#### EXTRAIT ####
8 novembre 2023 Expertises   45367  

Nadia Geerts

Depuis l’attaque terroriste du Hamas le 7 octobre dernier, le conflit fait à nouveau rage au Proche-Orient, tandis que son inévitable importation fait des dégâts considérables en Europe et en Belgique en particulier, notamment à cause d’une résurgence préoccupante des actes antisémites. Agressions physiques et verbales, tags, publications et autres visuels comparant Israël avec l’Allemagne nazie… La liste est longue des manifestations de haine envers la communauté juive, tant et si bien que les écoles et les lieux de culte juifs font l’objet d’un contrôle renforcé dans l’ensemble de la Belgique, et plus particulièrement à Bruxelles et Anvers.

La jeunesse est particulièrement concernée par cet embrasement. Il était donc indispensable de prévoir au plus vite, dans les écoles, un retour distancié sur les événements tragiques qui se déroulent actuellement en Israël et dans la bande de Gaza. Le ministère de l’Enseignement francophone s’était donc engagé à fournir au plus vite un support pédagogique sur cette thématique. Cette fiche est finalement publiée après quatre longues semaines. Et son contenu est pour le moins décevant. Retour sur un accouchement difficile.

Le 17 octobre, interpellé sur la question, le cabinet de la ministre de l’Éducation, Caroline Désir (PS) assurait que l’Agence fédérale de développement Enabel, qui produit ponctuellement des outils pédagogiques, publierait incessamment sur le site Questions vives1 une fiche pédagogique consacrée au conflit actuel au Proche-Orient.

Comme toutes les autres fiches thématiques, elle serait composée de deux grandes parties : la première consacrée aux informations factuelles, la seconde aux pistes de réflexion. Une méthodologie à laquelle on ne peut que souscrire, car il est essentiel de se plonger d’abord dans l’histoire de ce conflit qui dure depuis 75 ans pour tenter d’y voir clair.

Enabel est en réalité l’agence de coopération belge au développement. Pour réaliser ses fiches, elle s’entoure du Haut Conseil à l’éducation aux médias (CSEM), d’Amnesty International et de notre chaîne d’information publique, la RTBF. Elle se vante sur son site d’être particulièrement rapide : « La force de ce dispositif réside dans la grande réactivité à laquelle les partenaires s’engagent : les fiches sont publiées et envoyées maximum 36 heures après la survenue d’un événement d’actualité vive. ». En outre, elle s’engage, pour ce qui concerne le volet informatif, à « présenter les faits tels qu’ils sont connus et vérifiés au moment de la rédaction de l’article ».
#### DONNÉES FOURNIES ####
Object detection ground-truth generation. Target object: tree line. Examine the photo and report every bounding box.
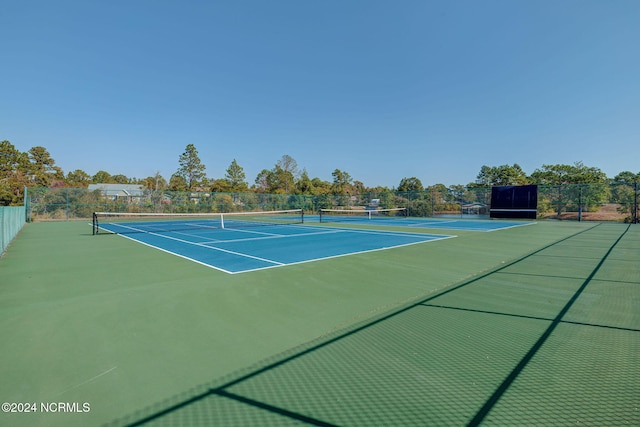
####
## EXERCICES À TRAITER
a. Pour chaque affirmation, indiquez s'il vous plaît par oui ou non si elle concorde avec l'extrait, en citant mot pour mot le passage décisif : (i) la fiche pédagogique a été publiée après quatre semaines ; (ii) Enabel s'engage à publier ses fiches au plus tard 24 heures après un événement d'actualité ; (iii) les fiches thématiques se composent de trois grandes parties.
b. Relevez dans l'extrait tous les organismes dont Enabel s'entoure pour réaliser ses fiches.

## RÉPONSES COMPLÈTES
a.
(i) Oui : « Cette fiche est finalement publiée après quatre longues semaines. »
(ii) Non : « les fiches sont publiées et envoyées maximum 36 heures après la survenue d’un événement d’actualité vive. »
(iii) Non : « elle serait composée de deux grandes parties »

b.
- le Haut Conseil à l’éducation aux médias (CSEM)
- Amnesty International
- la RTBF